_What is asked_. How many lines in the entries that follow contain the string "below"? Reply with the number alone.

[Recorded data]
************

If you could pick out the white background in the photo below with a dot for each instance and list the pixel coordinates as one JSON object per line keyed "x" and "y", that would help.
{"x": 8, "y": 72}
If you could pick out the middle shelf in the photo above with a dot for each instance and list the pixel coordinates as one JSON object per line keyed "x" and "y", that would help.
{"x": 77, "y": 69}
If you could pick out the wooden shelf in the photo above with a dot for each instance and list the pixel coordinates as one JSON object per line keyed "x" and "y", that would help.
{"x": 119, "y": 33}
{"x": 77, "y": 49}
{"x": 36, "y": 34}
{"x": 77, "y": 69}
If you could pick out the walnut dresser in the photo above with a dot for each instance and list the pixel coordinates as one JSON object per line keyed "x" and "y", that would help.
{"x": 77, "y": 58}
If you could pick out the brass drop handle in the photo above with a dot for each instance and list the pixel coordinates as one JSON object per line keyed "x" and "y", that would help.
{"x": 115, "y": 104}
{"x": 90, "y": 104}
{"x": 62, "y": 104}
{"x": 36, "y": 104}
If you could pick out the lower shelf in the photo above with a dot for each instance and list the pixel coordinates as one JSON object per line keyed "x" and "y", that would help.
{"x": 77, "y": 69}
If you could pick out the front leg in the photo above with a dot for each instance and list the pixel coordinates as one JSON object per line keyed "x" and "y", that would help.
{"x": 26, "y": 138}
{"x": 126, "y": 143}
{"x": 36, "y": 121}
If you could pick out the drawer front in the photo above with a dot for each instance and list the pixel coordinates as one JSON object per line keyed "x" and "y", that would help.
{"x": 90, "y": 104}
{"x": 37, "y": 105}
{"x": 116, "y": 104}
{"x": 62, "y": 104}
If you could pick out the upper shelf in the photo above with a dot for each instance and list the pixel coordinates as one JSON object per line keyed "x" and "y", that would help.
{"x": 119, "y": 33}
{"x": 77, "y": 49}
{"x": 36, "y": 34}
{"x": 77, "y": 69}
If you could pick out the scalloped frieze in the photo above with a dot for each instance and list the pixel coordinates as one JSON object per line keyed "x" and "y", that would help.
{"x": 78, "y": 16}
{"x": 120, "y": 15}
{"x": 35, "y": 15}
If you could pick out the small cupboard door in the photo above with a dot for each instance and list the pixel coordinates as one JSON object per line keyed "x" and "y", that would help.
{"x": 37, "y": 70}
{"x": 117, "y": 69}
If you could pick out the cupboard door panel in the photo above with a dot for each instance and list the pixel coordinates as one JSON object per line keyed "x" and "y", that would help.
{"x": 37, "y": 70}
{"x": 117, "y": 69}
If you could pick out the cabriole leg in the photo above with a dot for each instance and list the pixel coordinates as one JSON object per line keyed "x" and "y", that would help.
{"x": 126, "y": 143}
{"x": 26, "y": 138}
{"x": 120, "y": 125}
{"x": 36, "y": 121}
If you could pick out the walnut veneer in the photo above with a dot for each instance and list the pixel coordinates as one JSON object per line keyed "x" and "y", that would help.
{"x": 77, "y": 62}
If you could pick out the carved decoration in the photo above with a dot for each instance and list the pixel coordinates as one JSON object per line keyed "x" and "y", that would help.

************

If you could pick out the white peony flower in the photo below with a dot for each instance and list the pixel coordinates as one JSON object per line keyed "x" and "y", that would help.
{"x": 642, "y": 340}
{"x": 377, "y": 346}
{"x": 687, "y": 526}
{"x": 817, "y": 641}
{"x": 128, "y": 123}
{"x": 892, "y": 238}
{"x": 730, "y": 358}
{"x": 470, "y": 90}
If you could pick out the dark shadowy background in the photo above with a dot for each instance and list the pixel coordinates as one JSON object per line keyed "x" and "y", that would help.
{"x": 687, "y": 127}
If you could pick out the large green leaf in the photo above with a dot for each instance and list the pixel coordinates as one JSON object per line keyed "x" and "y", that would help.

************

_Output_. 2